PAGE:
****************************************
Opinion
No. 2100.
Decided November 30, 1910.
1. — Telegraph — Damages — Causal Connection — Attendance at Funeral.
On the issue as to whether the nondelivery of a telegram prevented a daughter from attending her parent's funeral, the possibility of which depended on making connection between trains at an intermediate station, proof that by their schedule the train of the first arrived there fifteen minutes before the departure of the second, giving time, though narrow, to make the connection, and was usually on time, was sufficient to support a recovery by plaintiff, though there was no evidence that such first train was on time on that day. (P. 602.)
2. — Same — Railway Trains — Connections — Presumption of Regularity.
On the analogy of the decisions as to the presumption of delivery of letters in the usual course of mail, it would be presumed that railway trains made connection on a given day in accordance with their published schedules, rather than the contrary. (P. 602.)
Error to the Court of Civil Appeals for the Second District in an appeal from Taylor County.
The Telegraph Company obtained writ of error on the affirmance, upon its appeal, of a judgment recovered against it in the District Court by McDavid.
Ed. J. Hamner and N.L. Lindsley (Geo. H. Fearons, of counsel) for plaintiff in error. — In order to recover damages for failure to deliver a telegram, thereby preventing a daughter from being present and seeing her father after death and before burial, it is necessary to prove that had the telegram been delivered said daughter could and would have attended the funeral. Tel. Co. v. Smith, 30 S.W. 549; Tel. Co. v. Brown, 55 S.W. 155; Tel. Co. v. Bell, 92 S.W. 1036; Slaughter v. Tel. Co., 112 S.W. 689.
Wagstaff Davidson, for defendant in error. — There was ample proof that if the message had been promptly delivered it would have reached Abilene in time for appellee's wife to have taken the next train and to have reached her father's home before the funeral. Tel. Co. v. Clark, 38 S.W. 225.
****************************************
TASK SET:
1. According to the opinion, by how many minutes did the first train's schedule put it at the intermediate station ahead of the second train's departure?
2. Reproduce the passage of the opinion between "Decided November 30, 1910." and "Presumption of Regularity.", inclusive.
The listing comes from a separate source, not from the opinion.

GIVEN INFORMATION:
****************************************
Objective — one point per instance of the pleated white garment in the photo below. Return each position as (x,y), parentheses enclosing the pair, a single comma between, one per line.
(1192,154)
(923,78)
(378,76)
****************************************
LIST OF SOLUTIONS:
1. Fifteen minutes.

2.
Decided November 30, 1910.
1. — Telegraph — Damages — Causal Connection — Attendance at Funeral.
On the issue as to whether the nondelivery of a telegram prevented a daughter from attending her parent's funeral, the possibility of which depended on making connection between trains at an intermediate station, proof that by their schedule the train of the first arrived there fifteen minutes before the departure of the second, giving time, though narrow, to make the connection, and was usually on time, was sufficient to support a recovery by plaintiff, though there was no evidence that such first train was on time on that day. (P. 602.)
2. — Same — Railway Trains — Connections — Presumption of Regularity.